### GIVEN TASK:
List every row below that contains the word "wall", copying each such row in full. The match is case-sensitive.

### INPUT:

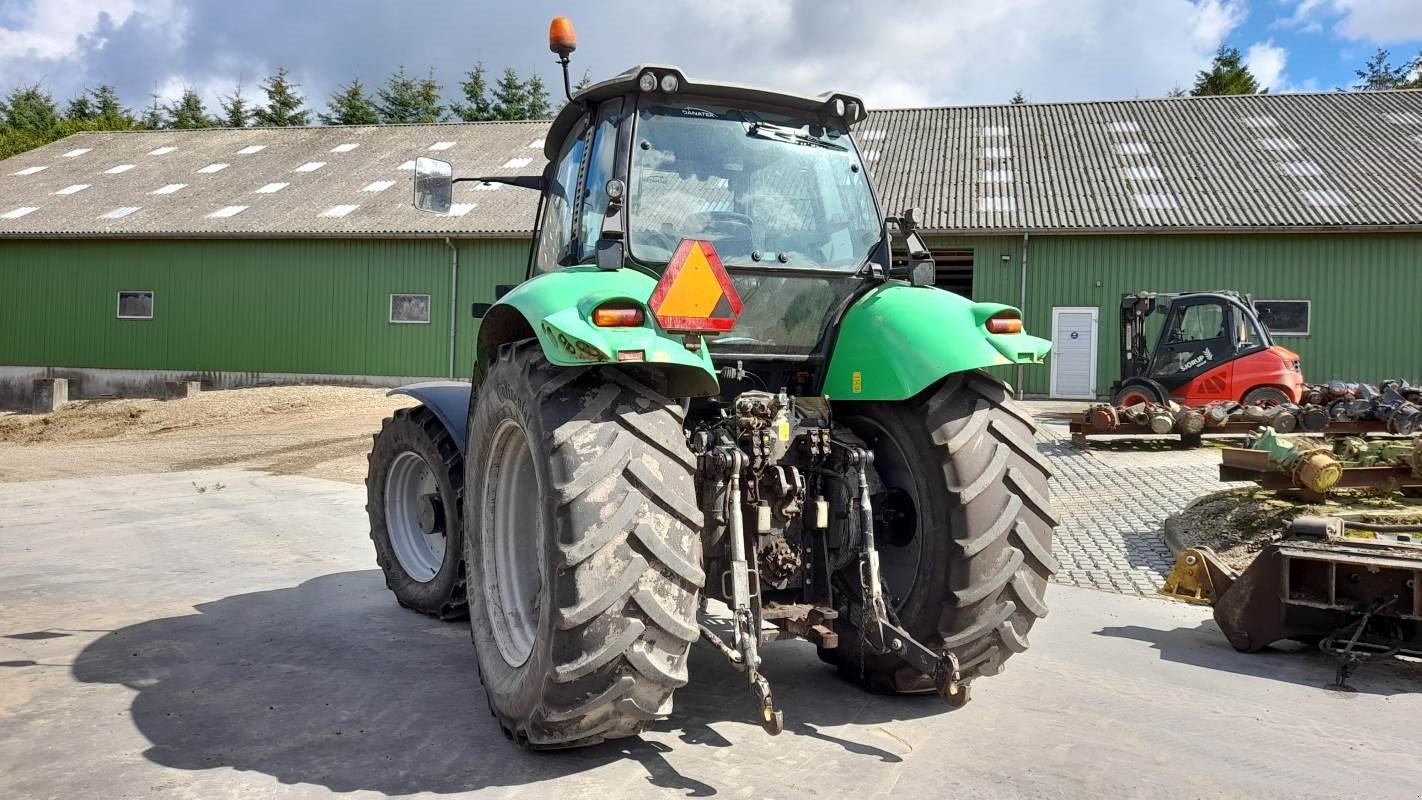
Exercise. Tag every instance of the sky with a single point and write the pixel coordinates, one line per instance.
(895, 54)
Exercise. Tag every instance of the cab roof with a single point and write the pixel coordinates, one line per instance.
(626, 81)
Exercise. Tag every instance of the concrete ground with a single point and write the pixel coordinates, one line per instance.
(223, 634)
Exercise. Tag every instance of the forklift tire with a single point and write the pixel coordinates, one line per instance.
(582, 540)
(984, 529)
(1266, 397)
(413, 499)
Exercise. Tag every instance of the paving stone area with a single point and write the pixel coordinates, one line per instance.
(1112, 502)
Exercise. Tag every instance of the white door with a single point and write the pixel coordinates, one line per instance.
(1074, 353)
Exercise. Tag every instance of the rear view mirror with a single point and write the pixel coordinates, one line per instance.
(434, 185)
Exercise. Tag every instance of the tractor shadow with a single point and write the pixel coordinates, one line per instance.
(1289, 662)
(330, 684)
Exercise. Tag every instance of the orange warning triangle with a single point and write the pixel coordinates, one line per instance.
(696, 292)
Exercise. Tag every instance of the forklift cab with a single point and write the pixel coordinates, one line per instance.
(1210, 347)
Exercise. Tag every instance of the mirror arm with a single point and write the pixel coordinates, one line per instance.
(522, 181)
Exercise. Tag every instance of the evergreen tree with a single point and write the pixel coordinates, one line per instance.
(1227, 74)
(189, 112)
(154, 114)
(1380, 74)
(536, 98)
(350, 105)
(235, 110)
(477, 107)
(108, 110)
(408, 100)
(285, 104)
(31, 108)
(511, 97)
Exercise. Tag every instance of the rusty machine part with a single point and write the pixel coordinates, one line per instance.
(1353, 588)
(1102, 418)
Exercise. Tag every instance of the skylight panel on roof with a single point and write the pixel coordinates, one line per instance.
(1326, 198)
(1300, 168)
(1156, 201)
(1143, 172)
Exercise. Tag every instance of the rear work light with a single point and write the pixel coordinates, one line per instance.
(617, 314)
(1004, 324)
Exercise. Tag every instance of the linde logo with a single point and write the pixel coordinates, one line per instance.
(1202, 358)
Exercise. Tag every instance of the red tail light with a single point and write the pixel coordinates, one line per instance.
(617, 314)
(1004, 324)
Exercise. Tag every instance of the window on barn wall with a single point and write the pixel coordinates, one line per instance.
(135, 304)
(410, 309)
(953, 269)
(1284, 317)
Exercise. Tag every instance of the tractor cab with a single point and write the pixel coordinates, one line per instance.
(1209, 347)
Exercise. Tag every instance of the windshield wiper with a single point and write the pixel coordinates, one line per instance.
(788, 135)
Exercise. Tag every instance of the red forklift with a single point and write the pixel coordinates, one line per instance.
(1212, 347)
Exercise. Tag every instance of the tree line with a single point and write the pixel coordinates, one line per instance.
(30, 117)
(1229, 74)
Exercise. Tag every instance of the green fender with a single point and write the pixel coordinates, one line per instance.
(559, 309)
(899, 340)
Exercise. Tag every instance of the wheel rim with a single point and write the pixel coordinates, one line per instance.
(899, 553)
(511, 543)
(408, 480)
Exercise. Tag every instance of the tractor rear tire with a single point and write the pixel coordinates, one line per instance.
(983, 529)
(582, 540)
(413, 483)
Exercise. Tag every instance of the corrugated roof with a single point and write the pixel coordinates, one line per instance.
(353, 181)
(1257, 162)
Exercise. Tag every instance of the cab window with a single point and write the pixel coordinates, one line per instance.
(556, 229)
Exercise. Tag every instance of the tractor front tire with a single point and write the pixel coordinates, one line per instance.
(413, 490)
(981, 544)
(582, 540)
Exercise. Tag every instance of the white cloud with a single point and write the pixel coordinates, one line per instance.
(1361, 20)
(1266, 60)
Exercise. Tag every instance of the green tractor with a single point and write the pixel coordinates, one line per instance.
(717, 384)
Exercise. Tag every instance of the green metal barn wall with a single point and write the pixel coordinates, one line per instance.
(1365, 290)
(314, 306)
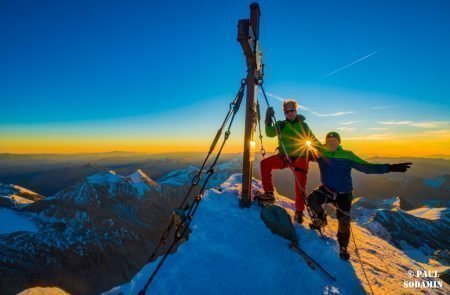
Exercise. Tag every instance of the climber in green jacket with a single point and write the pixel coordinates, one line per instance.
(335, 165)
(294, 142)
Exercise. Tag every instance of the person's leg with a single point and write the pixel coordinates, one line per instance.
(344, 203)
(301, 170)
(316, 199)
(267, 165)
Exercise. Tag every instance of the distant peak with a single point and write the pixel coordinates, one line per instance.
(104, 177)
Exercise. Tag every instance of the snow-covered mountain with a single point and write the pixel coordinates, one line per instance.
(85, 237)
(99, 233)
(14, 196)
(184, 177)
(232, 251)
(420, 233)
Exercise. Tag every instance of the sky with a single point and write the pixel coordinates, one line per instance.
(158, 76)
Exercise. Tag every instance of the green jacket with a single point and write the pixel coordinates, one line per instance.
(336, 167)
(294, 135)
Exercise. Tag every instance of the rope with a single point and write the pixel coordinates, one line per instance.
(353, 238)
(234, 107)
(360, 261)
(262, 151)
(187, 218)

...

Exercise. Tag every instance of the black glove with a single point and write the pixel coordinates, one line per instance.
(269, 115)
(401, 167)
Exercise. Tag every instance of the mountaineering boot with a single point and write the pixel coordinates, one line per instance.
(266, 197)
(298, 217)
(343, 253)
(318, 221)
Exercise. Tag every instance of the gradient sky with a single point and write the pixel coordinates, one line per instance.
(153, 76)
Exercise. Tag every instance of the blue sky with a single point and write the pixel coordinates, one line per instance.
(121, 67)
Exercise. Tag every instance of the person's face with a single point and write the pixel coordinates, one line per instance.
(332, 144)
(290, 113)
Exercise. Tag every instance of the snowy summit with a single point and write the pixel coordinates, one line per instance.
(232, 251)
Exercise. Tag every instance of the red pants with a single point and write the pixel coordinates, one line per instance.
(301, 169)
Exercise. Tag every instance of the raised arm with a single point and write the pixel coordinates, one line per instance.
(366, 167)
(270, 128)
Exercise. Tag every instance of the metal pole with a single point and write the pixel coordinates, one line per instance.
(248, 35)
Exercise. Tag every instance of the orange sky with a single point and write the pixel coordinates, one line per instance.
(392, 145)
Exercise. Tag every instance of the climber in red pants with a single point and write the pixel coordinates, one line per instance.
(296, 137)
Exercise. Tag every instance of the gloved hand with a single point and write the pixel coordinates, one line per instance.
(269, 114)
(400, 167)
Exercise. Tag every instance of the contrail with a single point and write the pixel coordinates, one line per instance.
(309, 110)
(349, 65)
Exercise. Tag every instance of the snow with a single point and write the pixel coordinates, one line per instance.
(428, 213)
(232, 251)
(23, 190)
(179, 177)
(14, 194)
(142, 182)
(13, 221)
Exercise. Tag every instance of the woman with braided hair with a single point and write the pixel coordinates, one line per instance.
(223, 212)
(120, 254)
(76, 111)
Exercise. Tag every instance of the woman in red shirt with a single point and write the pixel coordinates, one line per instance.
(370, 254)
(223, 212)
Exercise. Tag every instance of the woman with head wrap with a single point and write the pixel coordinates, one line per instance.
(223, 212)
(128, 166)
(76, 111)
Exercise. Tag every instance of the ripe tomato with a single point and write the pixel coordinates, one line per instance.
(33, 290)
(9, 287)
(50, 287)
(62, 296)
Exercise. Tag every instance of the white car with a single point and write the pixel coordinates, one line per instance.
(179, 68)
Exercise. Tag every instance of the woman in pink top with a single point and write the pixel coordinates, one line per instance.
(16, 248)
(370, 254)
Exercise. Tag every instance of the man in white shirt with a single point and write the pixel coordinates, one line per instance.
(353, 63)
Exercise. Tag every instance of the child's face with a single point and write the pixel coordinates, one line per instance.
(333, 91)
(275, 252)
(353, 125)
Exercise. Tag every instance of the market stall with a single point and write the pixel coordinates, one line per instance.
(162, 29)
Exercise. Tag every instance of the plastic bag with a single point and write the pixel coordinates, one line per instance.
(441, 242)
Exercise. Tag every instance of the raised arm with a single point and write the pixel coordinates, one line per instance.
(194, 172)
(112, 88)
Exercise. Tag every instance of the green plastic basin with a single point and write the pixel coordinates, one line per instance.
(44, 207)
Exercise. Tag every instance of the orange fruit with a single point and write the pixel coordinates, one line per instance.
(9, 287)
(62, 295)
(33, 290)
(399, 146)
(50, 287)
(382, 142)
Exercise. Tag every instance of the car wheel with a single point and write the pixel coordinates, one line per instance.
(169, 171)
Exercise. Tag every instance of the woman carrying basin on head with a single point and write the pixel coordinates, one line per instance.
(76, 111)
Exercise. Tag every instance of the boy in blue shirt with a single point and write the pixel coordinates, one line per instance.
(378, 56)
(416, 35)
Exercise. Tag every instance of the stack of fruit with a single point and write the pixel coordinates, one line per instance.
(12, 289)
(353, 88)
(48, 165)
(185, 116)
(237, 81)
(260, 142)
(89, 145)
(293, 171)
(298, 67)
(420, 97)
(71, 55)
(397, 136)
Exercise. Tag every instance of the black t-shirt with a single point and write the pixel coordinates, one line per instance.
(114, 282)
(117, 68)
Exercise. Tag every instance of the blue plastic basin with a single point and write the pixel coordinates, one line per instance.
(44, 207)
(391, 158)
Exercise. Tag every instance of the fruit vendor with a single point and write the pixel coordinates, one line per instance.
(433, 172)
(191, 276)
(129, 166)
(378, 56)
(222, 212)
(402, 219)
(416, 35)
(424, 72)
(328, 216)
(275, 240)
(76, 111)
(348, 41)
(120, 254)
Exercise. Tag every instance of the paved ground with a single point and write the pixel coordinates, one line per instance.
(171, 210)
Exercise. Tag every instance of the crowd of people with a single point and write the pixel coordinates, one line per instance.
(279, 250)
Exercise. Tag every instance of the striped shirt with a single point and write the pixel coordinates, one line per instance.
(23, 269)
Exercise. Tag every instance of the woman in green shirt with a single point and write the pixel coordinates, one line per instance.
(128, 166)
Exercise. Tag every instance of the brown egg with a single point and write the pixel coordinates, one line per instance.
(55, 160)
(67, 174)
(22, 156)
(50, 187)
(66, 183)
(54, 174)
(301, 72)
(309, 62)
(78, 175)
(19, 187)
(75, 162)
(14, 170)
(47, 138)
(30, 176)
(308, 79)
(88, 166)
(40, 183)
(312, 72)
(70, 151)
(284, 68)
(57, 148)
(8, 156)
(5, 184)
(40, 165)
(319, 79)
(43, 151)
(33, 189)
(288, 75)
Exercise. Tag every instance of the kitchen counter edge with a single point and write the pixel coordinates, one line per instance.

### WORKED ANSWER:
Exercise. Tag every instance of the window on barn wall with a single point and write the pixel coordinates, one line per instance.
Exercise. Tag every instance of the green metal barn wall with a single point and write the pixel coordinates, one line per instance.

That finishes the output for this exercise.